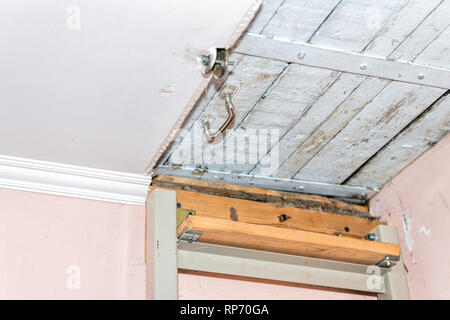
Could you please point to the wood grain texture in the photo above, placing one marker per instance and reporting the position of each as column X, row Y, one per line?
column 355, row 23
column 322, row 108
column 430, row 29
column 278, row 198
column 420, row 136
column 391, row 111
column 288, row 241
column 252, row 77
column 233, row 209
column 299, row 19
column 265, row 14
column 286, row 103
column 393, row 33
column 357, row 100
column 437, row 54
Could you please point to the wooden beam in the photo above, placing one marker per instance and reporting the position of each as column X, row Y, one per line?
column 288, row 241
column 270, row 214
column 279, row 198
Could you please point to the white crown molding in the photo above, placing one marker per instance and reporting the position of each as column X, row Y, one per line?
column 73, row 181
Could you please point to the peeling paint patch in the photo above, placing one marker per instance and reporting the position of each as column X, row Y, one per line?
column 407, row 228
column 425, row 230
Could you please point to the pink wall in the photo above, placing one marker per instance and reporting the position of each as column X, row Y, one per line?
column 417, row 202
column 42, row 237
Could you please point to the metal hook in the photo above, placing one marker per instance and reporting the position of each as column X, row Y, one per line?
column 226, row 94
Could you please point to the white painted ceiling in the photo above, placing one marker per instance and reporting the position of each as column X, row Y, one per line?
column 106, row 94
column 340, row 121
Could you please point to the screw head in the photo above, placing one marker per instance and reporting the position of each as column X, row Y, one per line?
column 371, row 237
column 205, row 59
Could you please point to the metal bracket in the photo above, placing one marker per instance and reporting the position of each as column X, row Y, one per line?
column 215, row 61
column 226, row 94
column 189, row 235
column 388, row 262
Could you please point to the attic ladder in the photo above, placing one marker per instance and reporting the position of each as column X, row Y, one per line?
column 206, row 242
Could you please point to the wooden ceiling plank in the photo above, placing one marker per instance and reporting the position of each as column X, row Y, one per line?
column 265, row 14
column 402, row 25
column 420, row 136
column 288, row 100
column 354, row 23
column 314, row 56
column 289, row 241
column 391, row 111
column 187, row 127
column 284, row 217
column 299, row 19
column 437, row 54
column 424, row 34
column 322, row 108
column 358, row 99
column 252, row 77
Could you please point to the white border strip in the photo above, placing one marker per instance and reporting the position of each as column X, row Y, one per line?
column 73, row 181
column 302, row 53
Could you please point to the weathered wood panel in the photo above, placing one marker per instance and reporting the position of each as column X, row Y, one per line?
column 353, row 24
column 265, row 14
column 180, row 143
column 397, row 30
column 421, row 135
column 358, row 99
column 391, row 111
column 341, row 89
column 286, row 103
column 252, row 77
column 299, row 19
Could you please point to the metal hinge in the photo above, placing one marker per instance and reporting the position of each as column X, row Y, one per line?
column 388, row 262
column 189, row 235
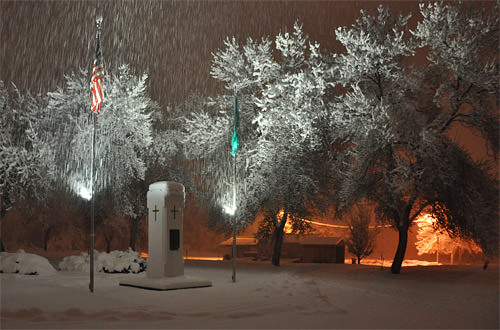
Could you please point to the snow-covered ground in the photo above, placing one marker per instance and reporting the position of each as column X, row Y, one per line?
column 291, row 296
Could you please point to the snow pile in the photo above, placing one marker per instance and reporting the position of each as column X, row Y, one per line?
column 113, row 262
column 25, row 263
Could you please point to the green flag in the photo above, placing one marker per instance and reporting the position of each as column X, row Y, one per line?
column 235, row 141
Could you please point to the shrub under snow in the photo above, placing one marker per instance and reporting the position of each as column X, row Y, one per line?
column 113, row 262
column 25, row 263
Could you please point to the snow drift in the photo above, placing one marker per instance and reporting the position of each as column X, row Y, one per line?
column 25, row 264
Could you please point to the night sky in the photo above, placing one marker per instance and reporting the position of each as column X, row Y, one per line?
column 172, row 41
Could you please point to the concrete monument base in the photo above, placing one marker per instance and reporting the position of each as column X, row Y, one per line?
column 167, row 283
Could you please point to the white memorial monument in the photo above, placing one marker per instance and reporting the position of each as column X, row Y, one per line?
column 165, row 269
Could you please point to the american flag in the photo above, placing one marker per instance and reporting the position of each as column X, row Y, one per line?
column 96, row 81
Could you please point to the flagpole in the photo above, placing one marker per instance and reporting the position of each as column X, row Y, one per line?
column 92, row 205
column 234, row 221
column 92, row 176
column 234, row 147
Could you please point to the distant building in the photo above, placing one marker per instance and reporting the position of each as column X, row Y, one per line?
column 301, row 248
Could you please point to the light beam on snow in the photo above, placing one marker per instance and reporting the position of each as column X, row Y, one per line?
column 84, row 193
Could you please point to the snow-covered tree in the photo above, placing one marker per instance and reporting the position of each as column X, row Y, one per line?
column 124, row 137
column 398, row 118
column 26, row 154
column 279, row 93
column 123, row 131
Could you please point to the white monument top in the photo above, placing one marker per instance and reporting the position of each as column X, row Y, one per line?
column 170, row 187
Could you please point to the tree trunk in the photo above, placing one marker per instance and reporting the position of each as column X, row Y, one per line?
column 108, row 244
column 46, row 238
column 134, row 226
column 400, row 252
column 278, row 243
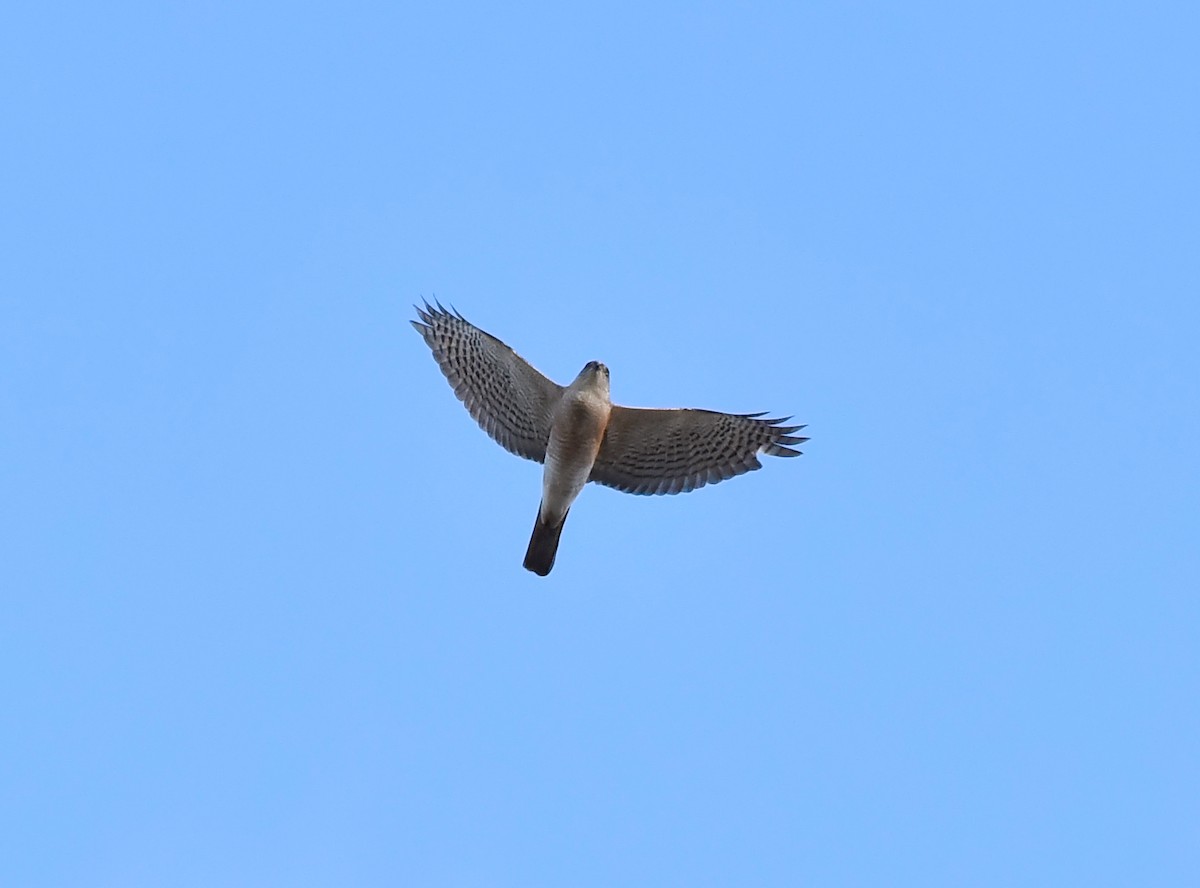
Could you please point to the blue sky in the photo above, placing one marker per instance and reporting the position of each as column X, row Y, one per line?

### Task brief
Reproduce every item above verbatim, line for line, leaving out the pictures.

### Answer for this exercise
Could you please point to the wood grain texture in the photo above, placing one marker per instance and reporting the position of each as column X, row Y, one per line?
column 355, row 23
column 322, row 108
column 430, row 29
column 278, row 198
column 420, row 136
column 391, row 111
column 288, row 241
column 252, row 77
column 233, row 209
column 299, row 19
column 265, row 14
column 286, row 103
column 393, row 33
column 357, row 100
column 437, row 54
Could you please point to the wooden beam in the photo above, placing one marker per instance and reporting the position of each as column X, row Y, one per line?
column 288, row 241
column 270, row 214
column 279, row 198
Could you please point to the white crown molding in the photo above, placing one marker per instance and reporting the position of each as column X, row Y, one per line?
column 73, row 181
Could you please point to the peeling paint patch in the photo above, placing one marker per instance and reporting the position of each as column X, row Y, one per line?
column 407, row 228
column 425, row 230
Could you please point to the pink wall in the photo above, placing one marker per instance and reporting the position of each as column X, row Y, one per line?
column 417, row 202
column 42, row 237
Could you please point to the metal hook in the photo above, placing one marker per instance and reporting the position of each as column X, row Y, one per line?
column 226, row 94
Could you please point to the white painted ceiling in the photo above, placing one marker per instance and reporting the position of each as column X, row Y, one per line?
column 106, row 94
column 340, row 121
Could you please point to the screw head in the photo above, placing one marker per instance and reporting the position of each as column X, row Y, one per line?
column 371, row 237
column 205, row 59
Could you please point to the metal bracket in the photo above, placing one marker per instance and reporting the position of each as column X, row Y, one per line?
column 215, row 61
column 226, row 94
column 189, row 235
column 388, row 262
Could you please point to the attic ladder in the photo above, placing one marker per instance and reporting the position of each as column X, row Y, one per line?
column 206, row 242
Could you please point to the wooden ceiling plank in the photo above, placing one marker per instance and reporting the position of each as column X, row Y, one per line?
column 265, row 14
column 402, row 25
column 420, row 136
column 288, row 100
column 354, row 23
column 314, row 56
column 289, row 241
column 391, row 111
column 187, row 127
column 284, row 217
column 299, row 19
column 437, row 54
column 424, row 34
column 322, row 108
column 358, row 99
column 252, row 77
Could you please point to the white border strip in the photo above, placing one marker per instance and reporting the position of each as column X, row Y, one per line?
column 73, row 181
column 302, row 53
Could you please point to the weathered wood panel in the photo above, placing one marker per instance and reporting the position of each as column X, row Y, one per line?
column 353, row 24
column 265, row 14
column 180, row 143
column 397, row 30
column 421, row 135
column 358, row 99
column 391, row 111
column 341, row 89
column 286, row 103
column 252, row 77
column 299, row 19
Could you please point to the metal hinge in the photo above, placing one marker per instance and reporting the position of each as column X, row Y, one per line?
column 388, row 262
column 189, row 235
Could you please point to the snow-covered ground in the photo above, placing one marker per instance and reporting the position of each as column X, row Y, one per line?
column 291, row 296
Could you please point to the snow pile in the photo above, placing one marker per instance and reporting the position of each as column X, row Y, one per line?
column 113, row 262
column 25, row 263
Could you please point to the green flag in the photo above, placing one marker per instance and reporting the position of each as column X, row Y, one per line?
column 235, row 141
Could you please point to the shrub under snow in the photo above, placing one marker per instance and reporting the position of each as column X, row Y, one per line?
column 113, row 262
column 25, row 263
Could you please point to the snow drift in the photo above, placing one marker per instance and reporting the position of each as column X, row Y, one per line?
column 25, row 264
Could you please point to the night sky in the photo above, placing one marker per instance and reporting the position of each as column X, row Y, one per line?
column 172, row 41
Could you please point to the concrete monument base in the photo above, placing one marker per instance and reporting the position of each as column X, row Y, one per line?
column 167, row 283
Could you please point to the white memorial monument in the photo above, placing one marker per instance and reporting the position of each as column X, row Y, one per line?
column 165, row 269
Could you please point to the american flag in the photo above, placing one marker per instance and reporting the position of each as column X, row Y, one per line?
column 96, row 81
Could you please point to the flagpole in the photo above, placing one marker per instance and reporting the position of each as column X, row Y, one per line?
column 92, row 205
column 234, row 221
column 92, row 176
column 234, row 147
Could you please point to the distant building in the photo above, placing one marker per instance and reporting the position of each as column X, row Y, one per line?
column 301, row 248
Could you please point to the light beam on snow in the photo above, placing one marker per instance and reporting the position of each as column X, row Y, one per line?
column 84, row 193
Could you please point to the snow-covered tree in the photo above, placing one marker per instance and reporting the position of each as column X, row Y, one per line?
column 124, row 137
column 398, row 118
column 26, row 154
column 279, row 93
column 123, row 131
Could you please point to the white monument top in the photo above, placing one marker per instance and reporting the position of each as column X, row Y, one per line?
column 170, row 187
Could you please point to the tree trunk in the photo above, placing one marker per instance and reporting the position of each as column X, row Y, one per line?
column 108, row 244
column 46, row 238
column 134, row 226
column 400, row 252
column 278, row 243
Could you please point to the blue sky in the photo above, placing one marker per instance and reporting the position of each as column X, row Y, one per line?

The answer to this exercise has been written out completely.